Requirement | Could you copy every one of the records below back out word for word, with no changes?

Items |
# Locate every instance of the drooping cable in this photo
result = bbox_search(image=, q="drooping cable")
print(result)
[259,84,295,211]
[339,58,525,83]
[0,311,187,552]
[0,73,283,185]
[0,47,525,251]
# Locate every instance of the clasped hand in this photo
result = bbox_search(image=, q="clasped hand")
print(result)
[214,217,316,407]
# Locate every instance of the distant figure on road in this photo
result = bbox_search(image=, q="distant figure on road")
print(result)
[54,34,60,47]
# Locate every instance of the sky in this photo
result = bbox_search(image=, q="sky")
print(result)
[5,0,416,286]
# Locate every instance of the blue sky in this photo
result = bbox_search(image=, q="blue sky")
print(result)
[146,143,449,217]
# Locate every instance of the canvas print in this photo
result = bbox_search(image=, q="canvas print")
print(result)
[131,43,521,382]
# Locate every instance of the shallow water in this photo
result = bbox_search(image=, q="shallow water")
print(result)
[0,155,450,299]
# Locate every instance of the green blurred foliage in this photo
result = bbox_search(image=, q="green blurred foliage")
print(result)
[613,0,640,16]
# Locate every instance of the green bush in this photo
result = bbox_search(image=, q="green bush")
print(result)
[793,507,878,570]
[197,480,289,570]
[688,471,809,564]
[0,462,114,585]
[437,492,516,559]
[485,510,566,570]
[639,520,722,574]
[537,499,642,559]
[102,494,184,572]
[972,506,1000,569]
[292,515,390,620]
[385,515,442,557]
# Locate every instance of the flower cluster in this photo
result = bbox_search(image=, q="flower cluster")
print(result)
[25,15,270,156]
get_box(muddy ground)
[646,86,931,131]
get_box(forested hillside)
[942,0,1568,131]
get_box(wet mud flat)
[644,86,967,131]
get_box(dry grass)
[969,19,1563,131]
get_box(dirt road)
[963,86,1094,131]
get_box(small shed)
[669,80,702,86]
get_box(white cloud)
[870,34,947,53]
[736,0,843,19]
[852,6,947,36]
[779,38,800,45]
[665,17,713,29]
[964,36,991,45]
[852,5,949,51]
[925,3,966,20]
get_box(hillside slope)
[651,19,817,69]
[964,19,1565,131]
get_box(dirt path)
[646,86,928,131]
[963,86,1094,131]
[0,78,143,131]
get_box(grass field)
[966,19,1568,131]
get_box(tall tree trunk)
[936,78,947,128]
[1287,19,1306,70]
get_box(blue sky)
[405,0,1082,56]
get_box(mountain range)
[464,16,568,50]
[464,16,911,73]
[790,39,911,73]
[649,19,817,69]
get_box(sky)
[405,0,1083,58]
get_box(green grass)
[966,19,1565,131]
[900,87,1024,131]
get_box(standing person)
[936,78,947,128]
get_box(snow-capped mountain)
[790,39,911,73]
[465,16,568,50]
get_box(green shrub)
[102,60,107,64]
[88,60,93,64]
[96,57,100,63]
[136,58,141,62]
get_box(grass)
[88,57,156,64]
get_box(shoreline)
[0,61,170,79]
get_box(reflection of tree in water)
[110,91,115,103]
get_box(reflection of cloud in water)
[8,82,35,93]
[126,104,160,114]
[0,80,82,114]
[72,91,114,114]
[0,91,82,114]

Task output |
# Locate every instance of the drooping cable in this photo
result = bbox_search(image=, q="drooping cable")
print(result)
[259,84,295,211]
[339,58,525,83]
[0,311,187,552]
[0,73,283,185]
[0,47,525,251]
# Locate every instance of the clasped hand in this photo
result = bbox_search(image=, q="clasped hand")
print(result)
[214,217,316,407]
# Locate every instance of the distant figure on road in this photo
result = bbox_search(image=, q="distant figure on road")
print(result)
[54,34,60,47]
# Locate every instance of the sky in this photo
result = bbox_search(image=, q="sky")
print(result)
[5,0,416,286]
# Locate every instance of the blue sky in this photo
result = bbox_search(image=, q="blue sky")
print(result)
[146,143,449,217]
# Locate every instance of the canvas print in this photo
result = bbox_search(image=, q="canvas print")
print(result)
[131,43,521,382]
# Locate every instance of the shallow water in this photo
result = bbox_search(image=, q="shallow water")
print(result)
[0,155,450,299]
# Locate every instance of the green blurred foliage in this photo
result = bbox_search(image=, q="green blurred foliage")
print(result)
[613,0,640,16]
# Locate every instance of the green bush in this photo
result = bbox_search(image=, q="green bush")
print(result)
[793,507,878,570]
[197,480,289,570]
[688,471,809,564]
[0,462,114,585]
[437,492,516,559]
[485,510,566,570]
[639,520,722,574]
[537,499,642,559]
[102,494,184,572]
[972,506,1000,569]
[292,515,390,620]
[385,515,442,557]
# Locate every instance of the flower cluster in this photo
result = bbox_search(image=, q="flower cluster")
print(result)
[25,15,270,156]
get_box(muddy ground)
[646,86,931,131]
get_box(forested hillside)
[942,0,1568,131]
get_box(wet mud flat)
[644,86,967,131]
get_box(dry grass)
[969,19,1563,131]
get_box(dirt road)
[963,86,1094,131]
get_box(small shed)
[669,80,702,86]
get_box(white cloud)
[870,34,947,53]
[736,0,843,19]
[852,6,947,36]
[779,38,800,45]
[665,17,713,29]
[964,36,991,45]
[852,5,949,51]
[925,3,966,20]
get_box(hillside slope)
[651,19,817,69]
[964,19,1565,131]
get_box(dirt path)
[646,86,928,131]
[963,86,1094,131]
[0,78,143,131]
get_box(grass field)
[966,19,1568,131]
get_box(tall tree trunk)
[936,78,947,128]
[1287,19,1306,70]
get_box(blue sky)
[405,0,1082,56]
get_box(mountain range)
[464,16,568,50]
[464,16,911,73]
[790,39,911,73]
[649,19,817,69]
get_box(sky)
[405,0,1083,58]
get_box(green grass)
[966,19,1565,131]
[900,87,1024,131]
get_box(standing person)
[936,78,947,128]
get_box(snow-capped mountain)
[790,39,911,73]
[465,16,568,50]
get_box(green shrub)
[102,60,107,64]
[88,60,93,64]
[96,57,100,63]
[136,58,141,62]
get_box(grass)
[88,57,156,64]
get_box(shoreline)
[0,61,170,79]
get_box(reflection of tree in water)
[110,91,115,103]
get_box(reflection of cloud in water)
[8,82,35,93]
[126,104,160,114]
[0,80,82,114]
[72,91,114,114]
[0,91,82,114]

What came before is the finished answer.